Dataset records
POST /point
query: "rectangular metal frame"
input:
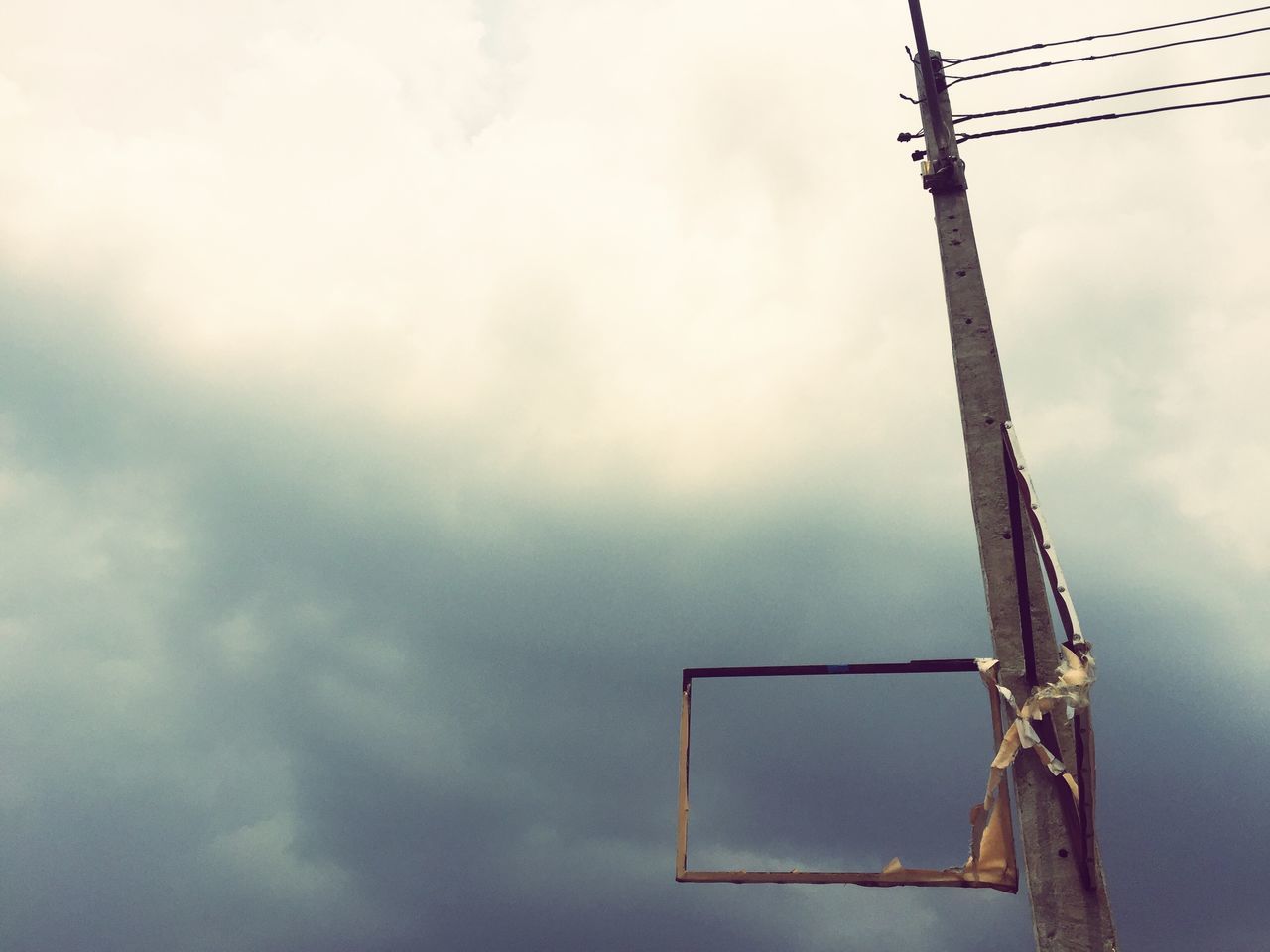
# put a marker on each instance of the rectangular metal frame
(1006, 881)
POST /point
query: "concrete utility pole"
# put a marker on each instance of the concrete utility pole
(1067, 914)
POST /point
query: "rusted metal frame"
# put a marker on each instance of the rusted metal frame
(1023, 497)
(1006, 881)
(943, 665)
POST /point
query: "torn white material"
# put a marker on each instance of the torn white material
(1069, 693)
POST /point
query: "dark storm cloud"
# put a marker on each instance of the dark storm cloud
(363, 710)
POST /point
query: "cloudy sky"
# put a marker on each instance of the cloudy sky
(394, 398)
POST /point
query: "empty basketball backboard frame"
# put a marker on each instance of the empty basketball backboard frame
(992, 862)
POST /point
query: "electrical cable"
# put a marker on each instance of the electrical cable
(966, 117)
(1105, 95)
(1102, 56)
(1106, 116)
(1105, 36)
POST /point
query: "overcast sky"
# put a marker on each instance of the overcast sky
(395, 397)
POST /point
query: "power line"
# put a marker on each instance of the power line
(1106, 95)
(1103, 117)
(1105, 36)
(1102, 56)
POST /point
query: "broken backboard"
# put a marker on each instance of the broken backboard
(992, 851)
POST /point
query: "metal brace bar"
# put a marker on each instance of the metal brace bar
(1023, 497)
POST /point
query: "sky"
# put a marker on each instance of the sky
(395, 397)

▸ Task objective: Copy each entry exactly as written. Images should not appear in the copy.

▸ Result of the exercise:
POST /point
query: "rectangular metal frame"
input:
# put a marker on each instance of the rectangular metal frame
(1006, 881)
POST /point
query: "concrete utility pole"
# put a marker on each instance of the concrete utility pole
(1067, 914)
POST /point
query: "rusted metal frame"
# put a marker on each instance of the rusted metal frame
(1023, 497)
(1006, 881)
(943, 665)
POST /point
query: "torn white material"
# put a marker on each instance of the torn white material
(1069, 693)
POST /point
query: "dark storm cloud"
# put a marker on each instance of the dark storm cloud
(363, 710)
POST /point
query: "cloudy sky"
# put a marker on each instance of the cloudy sky
(394, 398)
POST /point
query: "empty basketball backboard frame"
# put a marker on each instance of the empty basketball backboard frame
(992, 862)
POST /point
query: "electrical cable"
# put a marker on each instance of the electrical cable
(966, 117)
(1105, 95)
(1102, 56)
(1106, 116)
(1105, 36)
POST /point
query: "overcast sky"
# put a marker on each instance of the overcast sky
(395, 397)
POST /point
query: "power line"
# put a marker on each instance of the power line
(1106, 95)
(1103, 117)
(1105, 36)
(1102, 56)
POST /point
query: "broken backboard"
# put a marker on each instance of the broken backboard
(992, 851)
POST /point
query: "metal brace bar"
# put a marker on each instance of the metal brace bar
(1023, 497)
POST /point
query: "sky"
# put a marker on each instance of the sky
(395, 397)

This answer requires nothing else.